Write out the records below word for word, from the line containing "Where can the polo" through the end of the records, including both of those lines.
BEGIN
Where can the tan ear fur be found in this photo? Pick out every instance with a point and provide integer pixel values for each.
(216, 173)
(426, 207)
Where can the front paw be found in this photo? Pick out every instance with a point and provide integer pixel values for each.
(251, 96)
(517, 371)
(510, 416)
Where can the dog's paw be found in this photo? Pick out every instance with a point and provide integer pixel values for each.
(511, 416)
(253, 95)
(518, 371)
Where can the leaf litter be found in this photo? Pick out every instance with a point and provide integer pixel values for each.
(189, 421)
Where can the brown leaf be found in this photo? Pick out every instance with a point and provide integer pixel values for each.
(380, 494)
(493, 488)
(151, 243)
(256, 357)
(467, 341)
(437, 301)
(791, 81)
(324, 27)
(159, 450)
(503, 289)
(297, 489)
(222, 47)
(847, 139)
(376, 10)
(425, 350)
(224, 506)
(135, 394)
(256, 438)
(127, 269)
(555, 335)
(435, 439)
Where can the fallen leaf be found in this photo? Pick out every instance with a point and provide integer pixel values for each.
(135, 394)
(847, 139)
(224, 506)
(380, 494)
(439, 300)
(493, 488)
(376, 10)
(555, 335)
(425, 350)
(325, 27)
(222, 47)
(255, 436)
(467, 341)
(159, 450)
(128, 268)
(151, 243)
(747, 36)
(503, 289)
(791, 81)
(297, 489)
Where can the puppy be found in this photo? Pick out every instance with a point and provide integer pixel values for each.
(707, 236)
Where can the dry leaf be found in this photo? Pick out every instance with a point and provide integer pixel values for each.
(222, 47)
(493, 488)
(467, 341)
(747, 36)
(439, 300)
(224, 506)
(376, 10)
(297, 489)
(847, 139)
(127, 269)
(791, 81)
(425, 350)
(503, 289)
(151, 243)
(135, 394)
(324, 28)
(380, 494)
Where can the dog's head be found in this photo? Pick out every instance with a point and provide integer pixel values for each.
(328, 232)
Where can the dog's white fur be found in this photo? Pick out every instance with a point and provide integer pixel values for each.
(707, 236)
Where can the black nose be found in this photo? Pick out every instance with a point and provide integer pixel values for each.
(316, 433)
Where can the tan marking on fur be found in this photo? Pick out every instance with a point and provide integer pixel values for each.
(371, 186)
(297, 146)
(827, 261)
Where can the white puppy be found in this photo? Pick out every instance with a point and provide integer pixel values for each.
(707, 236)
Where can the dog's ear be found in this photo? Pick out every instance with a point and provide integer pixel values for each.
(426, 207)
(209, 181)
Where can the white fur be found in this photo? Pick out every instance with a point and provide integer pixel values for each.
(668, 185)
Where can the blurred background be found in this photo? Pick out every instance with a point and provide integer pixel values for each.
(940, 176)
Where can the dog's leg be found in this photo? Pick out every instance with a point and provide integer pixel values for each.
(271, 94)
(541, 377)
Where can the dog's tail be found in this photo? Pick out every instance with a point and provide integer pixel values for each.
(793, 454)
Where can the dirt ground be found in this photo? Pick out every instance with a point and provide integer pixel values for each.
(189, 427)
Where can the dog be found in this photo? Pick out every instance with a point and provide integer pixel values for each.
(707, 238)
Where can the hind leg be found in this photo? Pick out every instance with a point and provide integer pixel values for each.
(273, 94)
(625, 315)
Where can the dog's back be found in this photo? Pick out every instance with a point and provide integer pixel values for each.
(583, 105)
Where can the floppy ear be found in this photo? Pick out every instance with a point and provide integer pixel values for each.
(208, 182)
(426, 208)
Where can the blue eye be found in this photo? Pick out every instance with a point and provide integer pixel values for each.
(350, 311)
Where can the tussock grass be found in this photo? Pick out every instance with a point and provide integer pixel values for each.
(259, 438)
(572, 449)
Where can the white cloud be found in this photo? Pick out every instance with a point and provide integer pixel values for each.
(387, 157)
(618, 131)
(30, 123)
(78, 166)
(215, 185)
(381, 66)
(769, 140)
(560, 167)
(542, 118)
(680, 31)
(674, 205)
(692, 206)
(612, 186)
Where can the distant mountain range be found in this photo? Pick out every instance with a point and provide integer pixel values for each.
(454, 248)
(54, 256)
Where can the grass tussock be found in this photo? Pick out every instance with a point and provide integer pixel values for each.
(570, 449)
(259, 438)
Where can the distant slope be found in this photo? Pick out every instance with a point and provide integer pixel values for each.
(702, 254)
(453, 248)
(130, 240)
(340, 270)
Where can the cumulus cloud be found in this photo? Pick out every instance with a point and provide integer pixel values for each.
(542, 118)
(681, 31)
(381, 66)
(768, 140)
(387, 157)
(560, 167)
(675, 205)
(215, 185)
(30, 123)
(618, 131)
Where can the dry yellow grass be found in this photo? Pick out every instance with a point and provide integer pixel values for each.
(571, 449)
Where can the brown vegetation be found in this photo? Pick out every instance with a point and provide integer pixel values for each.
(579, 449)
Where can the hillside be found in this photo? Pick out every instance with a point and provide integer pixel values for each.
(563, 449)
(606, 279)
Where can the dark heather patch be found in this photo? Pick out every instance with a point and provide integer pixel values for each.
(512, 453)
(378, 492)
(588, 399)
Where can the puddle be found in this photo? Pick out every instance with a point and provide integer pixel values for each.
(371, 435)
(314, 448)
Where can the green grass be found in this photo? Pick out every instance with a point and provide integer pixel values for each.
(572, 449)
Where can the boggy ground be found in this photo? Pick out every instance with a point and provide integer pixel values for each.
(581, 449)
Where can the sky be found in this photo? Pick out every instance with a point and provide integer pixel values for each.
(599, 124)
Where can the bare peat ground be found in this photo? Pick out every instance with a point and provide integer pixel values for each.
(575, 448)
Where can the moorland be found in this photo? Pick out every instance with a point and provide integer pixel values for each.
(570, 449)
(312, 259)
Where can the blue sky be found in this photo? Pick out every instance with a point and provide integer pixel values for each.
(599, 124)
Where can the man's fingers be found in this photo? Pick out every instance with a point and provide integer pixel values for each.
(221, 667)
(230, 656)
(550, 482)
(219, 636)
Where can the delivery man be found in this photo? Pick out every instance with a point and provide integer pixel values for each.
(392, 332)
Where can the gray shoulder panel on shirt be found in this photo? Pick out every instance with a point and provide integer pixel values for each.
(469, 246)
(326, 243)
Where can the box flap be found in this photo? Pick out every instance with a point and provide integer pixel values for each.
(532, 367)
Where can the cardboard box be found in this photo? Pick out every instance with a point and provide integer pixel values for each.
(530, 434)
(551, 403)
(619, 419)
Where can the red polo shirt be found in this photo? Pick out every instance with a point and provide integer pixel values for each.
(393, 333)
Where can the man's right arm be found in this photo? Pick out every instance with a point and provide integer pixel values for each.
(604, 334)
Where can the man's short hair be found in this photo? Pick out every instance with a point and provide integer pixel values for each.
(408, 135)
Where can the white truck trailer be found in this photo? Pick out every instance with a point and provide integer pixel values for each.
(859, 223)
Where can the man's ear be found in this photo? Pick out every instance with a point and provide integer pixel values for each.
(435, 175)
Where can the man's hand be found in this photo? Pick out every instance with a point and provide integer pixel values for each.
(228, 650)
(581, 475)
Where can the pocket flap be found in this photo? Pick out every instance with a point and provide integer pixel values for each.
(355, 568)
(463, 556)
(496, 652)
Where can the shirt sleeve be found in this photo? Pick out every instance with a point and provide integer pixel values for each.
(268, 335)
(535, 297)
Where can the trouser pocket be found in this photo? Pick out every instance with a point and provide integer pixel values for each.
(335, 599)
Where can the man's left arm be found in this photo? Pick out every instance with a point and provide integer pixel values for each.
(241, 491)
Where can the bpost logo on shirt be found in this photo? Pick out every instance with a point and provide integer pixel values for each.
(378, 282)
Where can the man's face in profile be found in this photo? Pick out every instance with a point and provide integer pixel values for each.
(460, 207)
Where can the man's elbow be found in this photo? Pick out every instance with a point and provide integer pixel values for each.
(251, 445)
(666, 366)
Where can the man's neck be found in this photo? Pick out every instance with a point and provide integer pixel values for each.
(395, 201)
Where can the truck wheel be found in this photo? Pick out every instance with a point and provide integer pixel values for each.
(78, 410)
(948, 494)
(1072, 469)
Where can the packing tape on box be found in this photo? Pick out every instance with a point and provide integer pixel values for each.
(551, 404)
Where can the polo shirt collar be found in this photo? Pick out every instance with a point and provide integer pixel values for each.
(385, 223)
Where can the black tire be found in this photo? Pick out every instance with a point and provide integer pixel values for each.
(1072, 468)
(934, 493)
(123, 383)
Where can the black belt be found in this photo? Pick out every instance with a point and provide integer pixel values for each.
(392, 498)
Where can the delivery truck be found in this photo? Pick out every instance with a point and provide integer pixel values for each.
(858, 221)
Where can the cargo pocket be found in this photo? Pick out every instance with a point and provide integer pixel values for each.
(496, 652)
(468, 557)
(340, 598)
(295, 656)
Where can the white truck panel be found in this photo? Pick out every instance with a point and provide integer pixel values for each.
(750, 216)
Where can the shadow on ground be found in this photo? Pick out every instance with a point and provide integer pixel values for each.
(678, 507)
END
The completed task =
Where can the polo shirt collar be found in this photo? Pick out every instance with a point and provide integer pixel values for each.
(385, 223)
Where can the black tire be found in this photo? Pick out every instance with a point and provide integer pixel values for each.
(1072, 468)
(934, 493)
(123, 383)
Where can the black belt be found in this photo? Pick out every instance with a point and provide integer pixel values for each.
(392, 498)
Where can the delivery truck be found in this photo? Pick out every instance with a point and provide integer pixel values for each.
(858, 221)
Where can the cargo pocket be found in this photo? Pick out every instance with a point and provide integer pixel values for each.
(496, 652)
(468, 557)
(340, 598)
(295, 656)
Where can the white truck panel be found in this photo? Pick out every instance with a point and provide integer pixel values for each.
(750, 216)
Where can the shadow on ground be found in this photo? Pick out every instance with a point and provide integer pixel values for each.
(678, 507)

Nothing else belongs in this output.